Coordinate annotation records:

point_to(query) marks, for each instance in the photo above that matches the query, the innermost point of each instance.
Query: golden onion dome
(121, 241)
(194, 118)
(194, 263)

Problem requirements: Can you rewrite every line above as a numbered list, leaving out any blank lines?

Final result:
1. point_to(query) marks, for each instance in the photo above that matches the query, the innermost point of each instance.
2. Query: golden onion dome
3. (121, 241)
4. (194, 118)
5. (194, 263)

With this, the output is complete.